Natural language region descriptions:
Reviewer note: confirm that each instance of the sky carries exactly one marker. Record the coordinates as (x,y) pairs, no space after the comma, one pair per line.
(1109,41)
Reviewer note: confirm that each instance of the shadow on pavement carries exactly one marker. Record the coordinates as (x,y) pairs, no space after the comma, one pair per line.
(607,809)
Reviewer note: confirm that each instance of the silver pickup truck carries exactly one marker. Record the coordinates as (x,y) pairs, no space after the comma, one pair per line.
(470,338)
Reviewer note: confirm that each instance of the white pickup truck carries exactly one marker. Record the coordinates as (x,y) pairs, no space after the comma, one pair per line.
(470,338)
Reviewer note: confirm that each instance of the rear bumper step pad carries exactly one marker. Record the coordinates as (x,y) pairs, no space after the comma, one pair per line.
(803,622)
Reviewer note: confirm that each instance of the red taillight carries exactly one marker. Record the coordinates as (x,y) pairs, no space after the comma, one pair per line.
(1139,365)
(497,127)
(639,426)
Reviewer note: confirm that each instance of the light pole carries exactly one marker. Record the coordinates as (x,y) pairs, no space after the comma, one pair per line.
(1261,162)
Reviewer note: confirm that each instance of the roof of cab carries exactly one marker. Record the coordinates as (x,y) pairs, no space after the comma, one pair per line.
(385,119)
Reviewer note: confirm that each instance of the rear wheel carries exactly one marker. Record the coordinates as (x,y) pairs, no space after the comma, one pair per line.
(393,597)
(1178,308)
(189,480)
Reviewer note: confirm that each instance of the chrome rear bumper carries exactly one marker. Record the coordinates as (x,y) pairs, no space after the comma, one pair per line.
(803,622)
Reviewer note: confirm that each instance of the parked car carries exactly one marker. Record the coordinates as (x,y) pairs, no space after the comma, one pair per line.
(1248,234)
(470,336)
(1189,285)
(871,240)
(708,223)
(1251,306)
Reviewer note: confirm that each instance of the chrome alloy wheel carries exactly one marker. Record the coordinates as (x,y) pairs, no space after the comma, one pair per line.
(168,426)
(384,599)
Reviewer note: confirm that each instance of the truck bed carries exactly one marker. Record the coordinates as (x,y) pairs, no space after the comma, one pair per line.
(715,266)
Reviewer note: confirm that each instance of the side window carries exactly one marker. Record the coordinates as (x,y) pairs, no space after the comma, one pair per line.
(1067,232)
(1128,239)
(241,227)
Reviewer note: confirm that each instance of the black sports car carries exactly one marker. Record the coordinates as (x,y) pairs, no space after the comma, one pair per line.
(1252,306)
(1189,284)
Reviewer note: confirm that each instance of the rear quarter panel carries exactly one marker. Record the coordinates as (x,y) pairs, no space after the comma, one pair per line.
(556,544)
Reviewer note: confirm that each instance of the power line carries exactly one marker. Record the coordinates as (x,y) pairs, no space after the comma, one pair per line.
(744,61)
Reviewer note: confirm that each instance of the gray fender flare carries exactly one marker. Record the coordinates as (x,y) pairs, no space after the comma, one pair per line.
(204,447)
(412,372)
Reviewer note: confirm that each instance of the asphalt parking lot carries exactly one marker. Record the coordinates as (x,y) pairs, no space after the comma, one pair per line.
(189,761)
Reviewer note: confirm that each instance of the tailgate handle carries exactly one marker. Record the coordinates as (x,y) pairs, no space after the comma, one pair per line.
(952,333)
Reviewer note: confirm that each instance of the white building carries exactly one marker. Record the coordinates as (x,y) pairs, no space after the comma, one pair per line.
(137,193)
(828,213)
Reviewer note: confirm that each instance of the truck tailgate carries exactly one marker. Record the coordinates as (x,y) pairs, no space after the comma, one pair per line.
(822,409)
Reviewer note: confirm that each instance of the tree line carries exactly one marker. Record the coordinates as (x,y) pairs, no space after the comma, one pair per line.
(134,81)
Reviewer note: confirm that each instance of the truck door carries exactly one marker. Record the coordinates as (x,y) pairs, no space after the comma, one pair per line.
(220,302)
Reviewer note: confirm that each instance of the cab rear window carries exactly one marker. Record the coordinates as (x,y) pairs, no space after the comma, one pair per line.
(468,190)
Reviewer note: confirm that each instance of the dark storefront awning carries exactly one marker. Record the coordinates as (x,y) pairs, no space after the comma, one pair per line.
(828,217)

_Work task_
Your answer should be the full set of records, printed exactly.

_Written answer_
Reviewer note: confirm that each instance of the sky carries exactly one marker. Record the coordinates as (x,y) pairs, no space after the comma, one pair per line.
(1109,41)
Reviewer note: confirm that each instance of the shadow on pavement carries exactly one marker. Record the coordinates as (x,y) pairs, no space after the comma, one pair per line.
(607,809)
Reviewer note: confirm that each instance of the silver pickup truck carries exactly one marker. Record the coordinates as (x,y) pairs, no space after the comma, one pair per line.
(470,338)
Reviewer note: confirm that each instance of the white pickup truck carries exactly one marker. Record the coordinates as (x,y) pairs, no space after the comma, one pair per line.
(470,338)
Reviewer note: confirm that each instance of the rear bumper step pad carries exactly one marker. Record the coordinates as (x,y) pairs, no space after the comma, one pair per line.
(803,622)
Reviewer note: confirm that each instance of the red taillight carries exactly one marker. Record the coordinates as (x,y) pairs, no space after the comma, one pair per line.
(1139,365)
(497,127)
(639,426)
Reviewer note: confirm that each instance of the light pole carries exactly one marker. Record the coordinates as (x,y) pairs, no space after the comma, one pair per line.
(1261,162)
Reviewer note: confirm that each instance of the roof of cab carries exactly one marker. Record the coordinates as (x,y) pairs, no space after the comma, one pair per line.
(385,119)
Reviewer note: confirm that each instance of the rear wheel carries exactly one marker. Record the coordinates as (x,y) pairs, no space after the comma, one pair per line.
(393,597)
(1178,308)
(189,480)
Reviewer note: confirm that each instance of the chrome rear bumper carries exactly one marker. Record the coordinates as (x,y) pairs, no space after the comma, one pair per line.
(803,622)
Reviewer note: confirm that each instance of the parked car carries exactly one marker. Record the coordinates as (x,y) pairs, no space after the comma, one pair per line.
(1248,234)
(470,336)
(1189,285)
(871,240)
(708,223)
(1251,306)
Reviewer note: confirm that each instance of the chrome alloy wheel carries exactly one marker. Record the coordinates as (x,y) pairs, no space after the comma, one pair per line.
(168,426)
(384,599)
Reviewer note: confirm that each instance of the truck bed carries exactly one marker. Record the coordinates as (x,y) pairs, no space after the comma, one pair per line.
(715,266)
Reviewer note: confirm that each instance of the side window carries exactly one marker. Record the coordinates as (x,y) pairs, no space after the comma, one pair per line.
(1067,232)
(1128,239)
(241,227)
Reviewer note: confirm that each instance of the black sports car carries exactly one marker. Record the coordinates as (x,y) pairs, no space after the comma, one pair per line.
(1252,306)
(1189,284)
Reviewer note: confirm that each instance of the rear quarter panel carries exactly one marker. Record the coordinates as (x,y) pairs, no space after the comma, one pair per line.
(556,544)
Reviewer note: confirm that each instance of the power line carries exactly one marker. Record the coordinates as (x,y) pairs, no space after the comma, one pair per line.
(744,61)
Reviewer note: confirm that each instance of the gray fender flare carries exactly one marker. Record the coordinates as (x,y) pairs, no space after the comma, one pair per line.
(204,447)
(412,372)
Reviewer note: confirm that each instance of the asphalt parking lot carries exactly one marker. Record the coordinates as (x,y) pairs, no space after the comma, one pair per line.
(189,761)
Reviewer note: confirm that each instance of the tailgate handle carries exactly one marker. Record the coordinates as (x,y) pairs, no space after the comma, one pair per line.
(952,333)
Reviewer note: confirm that each instance of the white building carries exactly one marker. Record the coordinates as (x,y) pairs, no space after the comma, one pair per line.
(137,193)
(828,213)
Reviewer note: confirm that each instance of the truck tailgate carries exactly one marker. Record the coordinates as (x,y) pairs, no space after the comma, one pair per line.
(822,409)
Reviewer note: confirm that each instance of the tree line carries exactly one marker. Record the coordinates as (x,y) pairs, no space after the comma, one pair per line.
(134,81)
Reviewer note: confirm that each instance of the truck door carries exactly one marker. Record the coordinates as (x,y) pairs, no space after the comma, one pair per line.
(220,302)
Reviewer note: confirm that each instance of the cab rear window carries exactly one marker. Record the coordinates as (x,y) pairs, no space after the comma, one pair per line.
(468,190)
Reviewer note: confirm that each instance of the dark storefront awning carries exactly one marker. Record the coordinates as (x,y) pairs, no space after the comma, one pair per line.
(828,217)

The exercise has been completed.